(Belge Bölümü)
------------------------------------------------------------------------
Emsal Mahkeme Kararı İstanbul Anadolu 3. Asliye Ticaret Mahkemesi 2021/86 E. 2022/176 K. 01.03.2022 T.

Görüntülediğiniz mahkeme kararı henüz kesinleşmemiştir. Yararlı olması amacıyla eklenmiştir.

T.C. İstanbul Anadolu 3. ASLİYE TİCARET MAHKEMESİ
ESAS NO : 2021/86 Esas
KARAR NO : 2022/176

DAVA : İtirazın İptali (Ticari Satımdan Kaynaklanan)
------------------------------------------------------------------------
(Gösterilen Kayıtlar)
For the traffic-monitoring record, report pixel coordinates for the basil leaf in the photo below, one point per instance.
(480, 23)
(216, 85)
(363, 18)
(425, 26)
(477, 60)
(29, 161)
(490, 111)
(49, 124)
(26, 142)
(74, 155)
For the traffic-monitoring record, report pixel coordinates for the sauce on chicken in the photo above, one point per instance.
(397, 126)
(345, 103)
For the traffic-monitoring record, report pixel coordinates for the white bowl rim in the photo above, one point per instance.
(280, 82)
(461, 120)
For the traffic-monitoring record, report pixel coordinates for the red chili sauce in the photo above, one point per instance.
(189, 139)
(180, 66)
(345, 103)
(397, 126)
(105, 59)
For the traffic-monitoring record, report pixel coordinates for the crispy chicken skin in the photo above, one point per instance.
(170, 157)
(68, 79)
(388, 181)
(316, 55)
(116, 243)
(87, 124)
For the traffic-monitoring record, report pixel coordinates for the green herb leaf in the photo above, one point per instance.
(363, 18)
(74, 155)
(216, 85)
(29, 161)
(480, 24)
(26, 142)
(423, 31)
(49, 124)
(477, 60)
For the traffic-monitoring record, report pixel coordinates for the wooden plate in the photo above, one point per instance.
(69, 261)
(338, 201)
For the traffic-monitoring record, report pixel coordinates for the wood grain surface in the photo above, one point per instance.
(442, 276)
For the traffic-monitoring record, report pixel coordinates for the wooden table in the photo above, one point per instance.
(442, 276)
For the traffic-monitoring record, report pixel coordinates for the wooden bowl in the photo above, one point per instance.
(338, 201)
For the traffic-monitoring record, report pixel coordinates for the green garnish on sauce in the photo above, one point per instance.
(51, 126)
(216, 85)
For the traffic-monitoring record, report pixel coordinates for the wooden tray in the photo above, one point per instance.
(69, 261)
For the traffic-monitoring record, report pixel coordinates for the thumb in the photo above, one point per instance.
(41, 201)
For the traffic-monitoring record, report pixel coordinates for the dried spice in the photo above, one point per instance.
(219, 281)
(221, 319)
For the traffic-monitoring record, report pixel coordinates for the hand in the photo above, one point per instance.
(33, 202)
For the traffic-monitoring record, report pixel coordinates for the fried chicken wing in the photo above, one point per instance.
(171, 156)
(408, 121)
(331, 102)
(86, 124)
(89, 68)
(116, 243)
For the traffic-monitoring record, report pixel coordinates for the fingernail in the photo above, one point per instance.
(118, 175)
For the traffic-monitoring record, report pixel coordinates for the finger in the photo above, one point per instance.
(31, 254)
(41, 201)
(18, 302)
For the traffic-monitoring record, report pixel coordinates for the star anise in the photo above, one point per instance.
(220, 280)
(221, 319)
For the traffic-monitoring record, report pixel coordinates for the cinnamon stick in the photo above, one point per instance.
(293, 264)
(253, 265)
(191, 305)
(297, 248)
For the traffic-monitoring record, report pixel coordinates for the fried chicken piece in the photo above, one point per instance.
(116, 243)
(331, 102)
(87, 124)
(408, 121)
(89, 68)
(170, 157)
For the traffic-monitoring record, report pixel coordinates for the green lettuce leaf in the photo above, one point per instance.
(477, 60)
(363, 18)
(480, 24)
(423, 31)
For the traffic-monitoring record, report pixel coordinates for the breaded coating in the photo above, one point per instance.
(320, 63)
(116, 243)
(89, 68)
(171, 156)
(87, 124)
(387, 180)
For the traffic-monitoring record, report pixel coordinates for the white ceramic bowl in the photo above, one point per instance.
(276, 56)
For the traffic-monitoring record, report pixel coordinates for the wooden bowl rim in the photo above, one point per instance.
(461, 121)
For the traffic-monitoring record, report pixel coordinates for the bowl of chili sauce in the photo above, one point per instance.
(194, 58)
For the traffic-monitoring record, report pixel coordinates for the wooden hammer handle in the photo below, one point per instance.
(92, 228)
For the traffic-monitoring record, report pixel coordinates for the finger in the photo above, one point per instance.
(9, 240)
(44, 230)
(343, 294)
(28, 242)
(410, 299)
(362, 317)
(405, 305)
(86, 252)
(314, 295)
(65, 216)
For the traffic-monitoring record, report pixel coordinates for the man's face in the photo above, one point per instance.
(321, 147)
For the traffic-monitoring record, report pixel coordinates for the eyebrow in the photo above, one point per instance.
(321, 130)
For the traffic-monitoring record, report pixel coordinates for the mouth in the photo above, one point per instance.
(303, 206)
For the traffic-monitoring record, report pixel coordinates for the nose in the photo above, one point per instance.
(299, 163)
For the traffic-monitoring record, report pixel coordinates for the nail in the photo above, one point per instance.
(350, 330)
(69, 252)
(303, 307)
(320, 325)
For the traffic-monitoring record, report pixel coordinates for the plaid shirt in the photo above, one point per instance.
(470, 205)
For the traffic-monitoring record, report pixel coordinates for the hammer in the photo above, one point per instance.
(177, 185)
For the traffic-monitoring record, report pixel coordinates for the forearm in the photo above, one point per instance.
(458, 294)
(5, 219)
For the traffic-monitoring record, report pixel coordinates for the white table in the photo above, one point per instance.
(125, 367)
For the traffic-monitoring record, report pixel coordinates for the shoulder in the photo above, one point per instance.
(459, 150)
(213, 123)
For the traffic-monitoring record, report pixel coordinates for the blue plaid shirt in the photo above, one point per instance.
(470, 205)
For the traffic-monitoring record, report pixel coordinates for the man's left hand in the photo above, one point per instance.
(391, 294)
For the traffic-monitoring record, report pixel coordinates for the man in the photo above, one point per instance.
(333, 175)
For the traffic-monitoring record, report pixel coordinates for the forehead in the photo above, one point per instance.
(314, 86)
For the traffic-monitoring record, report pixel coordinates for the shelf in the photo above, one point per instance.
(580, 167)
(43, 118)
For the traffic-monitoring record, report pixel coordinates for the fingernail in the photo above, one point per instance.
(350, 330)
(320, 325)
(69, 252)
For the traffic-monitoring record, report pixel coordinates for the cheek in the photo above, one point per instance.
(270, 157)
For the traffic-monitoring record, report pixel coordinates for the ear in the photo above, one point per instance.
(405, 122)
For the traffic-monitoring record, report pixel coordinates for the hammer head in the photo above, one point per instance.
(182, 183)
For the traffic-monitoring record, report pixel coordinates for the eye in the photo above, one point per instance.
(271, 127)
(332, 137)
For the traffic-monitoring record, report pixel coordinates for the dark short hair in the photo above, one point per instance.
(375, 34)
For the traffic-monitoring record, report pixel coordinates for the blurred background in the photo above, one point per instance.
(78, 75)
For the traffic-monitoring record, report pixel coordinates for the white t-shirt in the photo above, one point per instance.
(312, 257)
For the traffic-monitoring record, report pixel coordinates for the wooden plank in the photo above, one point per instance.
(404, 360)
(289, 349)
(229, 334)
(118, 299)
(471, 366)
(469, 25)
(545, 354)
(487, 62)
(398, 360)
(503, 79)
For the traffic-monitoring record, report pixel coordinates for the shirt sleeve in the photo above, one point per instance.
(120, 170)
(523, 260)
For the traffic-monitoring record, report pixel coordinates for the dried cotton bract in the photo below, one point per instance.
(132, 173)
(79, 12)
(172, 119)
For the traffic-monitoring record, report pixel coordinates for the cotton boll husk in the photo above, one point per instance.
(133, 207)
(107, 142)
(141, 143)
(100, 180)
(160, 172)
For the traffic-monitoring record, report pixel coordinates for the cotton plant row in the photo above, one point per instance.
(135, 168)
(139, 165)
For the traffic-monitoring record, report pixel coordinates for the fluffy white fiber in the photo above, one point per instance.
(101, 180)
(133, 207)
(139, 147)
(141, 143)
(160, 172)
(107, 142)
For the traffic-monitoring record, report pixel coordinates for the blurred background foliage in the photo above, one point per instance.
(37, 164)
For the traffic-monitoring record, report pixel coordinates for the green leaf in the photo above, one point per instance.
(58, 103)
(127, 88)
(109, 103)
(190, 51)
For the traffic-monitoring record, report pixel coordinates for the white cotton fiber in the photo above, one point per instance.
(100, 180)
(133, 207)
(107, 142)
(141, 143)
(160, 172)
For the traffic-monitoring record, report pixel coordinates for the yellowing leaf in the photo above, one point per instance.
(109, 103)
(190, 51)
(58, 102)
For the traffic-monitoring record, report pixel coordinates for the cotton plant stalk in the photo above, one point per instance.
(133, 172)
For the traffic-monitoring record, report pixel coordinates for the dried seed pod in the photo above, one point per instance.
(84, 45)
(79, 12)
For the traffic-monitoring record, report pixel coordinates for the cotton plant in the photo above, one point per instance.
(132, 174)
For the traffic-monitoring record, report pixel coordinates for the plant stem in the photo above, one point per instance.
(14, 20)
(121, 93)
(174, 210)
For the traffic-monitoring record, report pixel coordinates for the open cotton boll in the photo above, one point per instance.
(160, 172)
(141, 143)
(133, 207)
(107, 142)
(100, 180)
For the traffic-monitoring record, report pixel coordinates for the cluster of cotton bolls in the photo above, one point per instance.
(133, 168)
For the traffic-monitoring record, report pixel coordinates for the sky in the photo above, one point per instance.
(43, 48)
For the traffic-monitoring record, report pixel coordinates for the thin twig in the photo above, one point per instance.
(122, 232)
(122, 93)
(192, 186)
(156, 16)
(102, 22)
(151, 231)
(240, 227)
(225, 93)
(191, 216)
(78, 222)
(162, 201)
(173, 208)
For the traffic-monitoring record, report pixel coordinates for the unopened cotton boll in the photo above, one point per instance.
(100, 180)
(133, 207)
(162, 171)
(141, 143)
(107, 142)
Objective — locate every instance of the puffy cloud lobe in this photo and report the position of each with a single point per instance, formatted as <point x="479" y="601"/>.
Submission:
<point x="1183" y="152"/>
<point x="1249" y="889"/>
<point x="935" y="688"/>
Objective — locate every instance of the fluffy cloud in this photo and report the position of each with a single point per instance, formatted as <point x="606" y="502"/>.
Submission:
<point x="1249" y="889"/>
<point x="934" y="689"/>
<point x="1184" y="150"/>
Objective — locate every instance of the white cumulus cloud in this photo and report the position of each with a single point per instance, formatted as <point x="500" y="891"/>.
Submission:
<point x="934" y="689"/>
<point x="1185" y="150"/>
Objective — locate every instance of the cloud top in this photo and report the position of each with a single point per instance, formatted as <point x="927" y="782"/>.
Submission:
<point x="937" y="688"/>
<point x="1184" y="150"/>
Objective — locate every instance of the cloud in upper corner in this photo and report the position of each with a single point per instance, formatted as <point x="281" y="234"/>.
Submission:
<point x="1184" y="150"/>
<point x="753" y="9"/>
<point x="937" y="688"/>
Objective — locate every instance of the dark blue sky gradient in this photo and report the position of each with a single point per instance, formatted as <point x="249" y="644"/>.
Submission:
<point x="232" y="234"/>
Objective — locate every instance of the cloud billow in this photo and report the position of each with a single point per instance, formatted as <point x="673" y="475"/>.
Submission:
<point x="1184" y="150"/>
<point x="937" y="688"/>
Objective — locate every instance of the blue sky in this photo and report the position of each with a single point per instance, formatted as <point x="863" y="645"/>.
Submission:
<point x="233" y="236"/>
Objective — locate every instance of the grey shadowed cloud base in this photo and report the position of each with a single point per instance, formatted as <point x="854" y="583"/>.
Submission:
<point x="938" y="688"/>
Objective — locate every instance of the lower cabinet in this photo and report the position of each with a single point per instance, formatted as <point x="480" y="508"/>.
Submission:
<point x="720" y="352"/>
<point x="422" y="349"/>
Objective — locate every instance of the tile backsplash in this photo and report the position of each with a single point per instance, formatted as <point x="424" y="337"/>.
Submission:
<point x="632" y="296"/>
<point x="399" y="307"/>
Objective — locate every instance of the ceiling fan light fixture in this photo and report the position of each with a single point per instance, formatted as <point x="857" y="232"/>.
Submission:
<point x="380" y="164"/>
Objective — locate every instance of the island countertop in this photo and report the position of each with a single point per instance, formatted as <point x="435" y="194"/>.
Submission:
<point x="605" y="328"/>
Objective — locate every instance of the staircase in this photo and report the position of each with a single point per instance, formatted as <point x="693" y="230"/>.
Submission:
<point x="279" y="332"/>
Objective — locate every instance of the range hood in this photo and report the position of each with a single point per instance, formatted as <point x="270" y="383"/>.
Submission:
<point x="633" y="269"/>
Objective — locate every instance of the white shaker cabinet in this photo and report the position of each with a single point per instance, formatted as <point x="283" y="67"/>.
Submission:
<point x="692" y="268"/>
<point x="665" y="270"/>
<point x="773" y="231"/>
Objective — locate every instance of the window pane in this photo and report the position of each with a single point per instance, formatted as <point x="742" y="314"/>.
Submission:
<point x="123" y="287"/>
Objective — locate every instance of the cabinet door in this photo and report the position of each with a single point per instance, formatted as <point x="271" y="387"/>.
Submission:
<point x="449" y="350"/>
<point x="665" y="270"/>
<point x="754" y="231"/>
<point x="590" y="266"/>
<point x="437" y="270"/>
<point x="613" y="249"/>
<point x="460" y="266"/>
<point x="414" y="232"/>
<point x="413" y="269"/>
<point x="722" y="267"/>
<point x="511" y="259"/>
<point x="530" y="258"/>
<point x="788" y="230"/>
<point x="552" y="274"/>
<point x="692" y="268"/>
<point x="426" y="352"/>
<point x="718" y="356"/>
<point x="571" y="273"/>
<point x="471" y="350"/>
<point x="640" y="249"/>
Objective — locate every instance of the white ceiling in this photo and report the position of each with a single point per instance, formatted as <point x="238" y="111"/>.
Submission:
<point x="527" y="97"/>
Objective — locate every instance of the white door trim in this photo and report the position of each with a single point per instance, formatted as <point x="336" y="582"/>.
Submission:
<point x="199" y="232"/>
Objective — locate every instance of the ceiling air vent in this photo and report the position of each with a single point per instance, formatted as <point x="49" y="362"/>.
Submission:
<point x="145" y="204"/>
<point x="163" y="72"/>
------------------------------------------------------------------------
(Kısa Görev)
Mahkeme kararı metninde "Görüntülediğiniz mahkeme kararı" sözlerinin geçtiği yerden başlayıp "(Ticari Satımdan Kaynaklanan)" sözlerinden sonra biten kısmı, "Yararlı" yerine "Faydalı" koyarak yeniden yazın.

(Alıştırma Yanıtı)
Görüntülediğiniz mahkeme kararı henüz kesinleşmemiştir. Faydalı olması amacıyla eklenmiştir.

T.C. İstanbul Anadolu 3. ASLİYE TİCARET MAHKEMESİ
ESAS NO : 2021/86 Esas
KARAR NO : 2022/176

DAVA : İtirazın İptali (Ticari Satımdan Kaynaklanan)